__PROBLEM STATEMENT__
Reproduce every item below word for word, without changing a single character.

__EXTRACTED RECORDS__
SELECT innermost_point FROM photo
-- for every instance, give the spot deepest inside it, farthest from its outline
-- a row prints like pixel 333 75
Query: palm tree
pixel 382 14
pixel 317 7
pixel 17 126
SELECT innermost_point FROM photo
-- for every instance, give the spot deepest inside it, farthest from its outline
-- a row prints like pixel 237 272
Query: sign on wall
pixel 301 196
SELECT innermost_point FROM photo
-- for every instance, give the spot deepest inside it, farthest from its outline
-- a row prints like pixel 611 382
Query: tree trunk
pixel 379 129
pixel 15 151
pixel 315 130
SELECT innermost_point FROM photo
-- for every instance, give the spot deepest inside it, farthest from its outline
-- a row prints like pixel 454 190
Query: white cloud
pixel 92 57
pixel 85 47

__TASK OUTPUT__
SELECT innermost_point FROM photo
-- for every instance, give the spot deepest inside it, farthest from its outline
-- a row prints like pixel 333 75
Query: palm tree
pixel 382 14
pixel 317 7
pixel 17 126
SELECT innermost_point FROM photo
-- for every instance, give the spot deepest inside it, farthest from its outline
-- a row prints like pixel 237 272
Query: sign on wall
pixel 301 196
SELECT innermost_point FROM photo
-- for every instance, give the spot deepest inside it, farthest from its outline
-- a row prints like pixel 611 382
Query: tree trunk
pixel 379 129
pixel 15 151
pixel 315 130
SELECT innermost_point FROM photo
-- for every instance, give the spot deepest inside it, farthest from its outline
-- a row prints like pixel 454 190
Query: white cloud
pixel 92 57
pixel 85 47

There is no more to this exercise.